## Task to carry out
Write out the entries below once more, exactly.

┄┄┄┄┄┄┄┄┄┄┄┄┄┄┄┄┄┄┄┄

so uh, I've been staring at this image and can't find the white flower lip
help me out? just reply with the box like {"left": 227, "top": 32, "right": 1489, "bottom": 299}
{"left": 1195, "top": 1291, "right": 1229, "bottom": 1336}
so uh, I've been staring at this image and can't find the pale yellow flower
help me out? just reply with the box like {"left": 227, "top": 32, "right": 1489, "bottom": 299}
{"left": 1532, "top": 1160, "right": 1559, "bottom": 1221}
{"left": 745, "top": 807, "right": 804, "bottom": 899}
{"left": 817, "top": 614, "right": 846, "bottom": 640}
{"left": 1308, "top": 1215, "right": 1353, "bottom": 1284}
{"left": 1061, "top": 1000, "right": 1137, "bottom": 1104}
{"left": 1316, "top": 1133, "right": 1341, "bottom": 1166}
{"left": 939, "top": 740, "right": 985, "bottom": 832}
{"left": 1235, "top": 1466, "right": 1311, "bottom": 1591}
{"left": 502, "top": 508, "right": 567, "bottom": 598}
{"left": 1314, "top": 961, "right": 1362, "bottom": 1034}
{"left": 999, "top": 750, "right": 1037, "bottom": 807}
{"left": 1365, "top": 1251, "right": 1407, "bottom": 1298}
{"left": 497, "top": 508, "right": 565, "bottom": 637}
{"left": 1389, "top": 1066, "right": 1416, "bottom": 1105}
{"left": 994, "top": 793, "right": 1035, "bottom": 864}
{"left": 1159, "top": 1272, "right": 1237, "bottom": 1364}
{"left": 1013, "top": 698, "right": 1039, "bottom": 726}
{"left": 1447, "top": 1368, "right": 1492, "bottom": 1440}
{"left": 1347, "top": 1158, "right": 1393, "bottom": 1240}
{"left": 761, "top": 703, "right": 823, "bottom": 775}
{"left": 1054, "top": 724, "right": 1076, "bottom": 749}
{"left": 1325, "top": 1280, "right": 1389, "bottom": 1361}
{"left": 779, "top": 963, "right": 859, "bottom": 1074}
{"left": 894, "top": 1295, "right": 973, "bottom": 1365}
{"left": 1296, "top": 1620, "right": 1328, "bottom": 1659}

┄┄┄┄┄┄┄┄┄┄┄┄┄┄┄┄┄┄┄┄

## Reply to the exercise
so uh, I've been staring at this image and can't find the white flower lip
help me out? just reply with the box like {"left": 227, "top": 32, "right": 1489, "bottom": 299}
{"left": 1195, "top": 1291, "right": 1229, "bottom": 1336}
so uh, I've been staring at this image and can't find the pale yellow flower
help me out? just reply with the box like {"left": 227, "top": 32, "right": 1489, "bottom": 299}
{"left": 1532, "top": 1160, "right": 1559, "bottom": 1221}
{"left": 745, "top": 807, "right": 804, "bottom": 899}
{"left": 817, "top": 614, "right": 846, "bottom": 640}
{"left": 1308, "top": 1215, "right": 1353, "bottom": 1284}
{"left": 1061, "top": 1000, "right": 1137, "bottom": 1104}
{"left": 1316, "top": 1133, "right": 1341, "bottom": 1166}
{"left": 939, "top": 740, "right": 985, "bottom": 832}
{"left": 1235, "top": 1466, "right": 1311, "bottom": 1591}
{"left": 502, "top": 508, "right": 567, "bottom": 598}
{"left": 1314, "top": 961, "right": 1362, "bottom": 1034}
{"left": 999, "top": 750, "right": 1037, "bottom": 807}
{"left": 1365, "top": 1251, "right": 1407, "bottom": 1298}
{"left": 497, "top": 508, "right": 565, "bottom": 637}
{"left": 1389, "top": 1066, "right": 1416, "bottom": 1105}
{"left": 994, "top": 793, "right": 1035, "bottom": 864}
{"left": 1159, "top": 1272, "right": 1237, "bottom": 1364}
{"left": 1013, "top": 698, "right": 1039, "bottom": 726}
{"left": 1447, "top": 1368, "right": 1492, "bottom": 1440}
{"left": 1347, "top": 1158, "right": 1393, "bottom": 1240}
{"left": 761, "top": 703, "right": 823, "bottom": 775}
{"left": 1054, "top": 724, "right": 1076, "bottom": 749}
{"left": 1325, "top": 1280, "right": 1389, "bottom": 1361}
{"left": 779, "top": 963, "right": 859, "bottom": 1074}
{"left": 894, "top": 1295, "right": 973, "bottom": 1365}
{"left": 1296, "top": 1620, "right": 1328, "bottom": 1659}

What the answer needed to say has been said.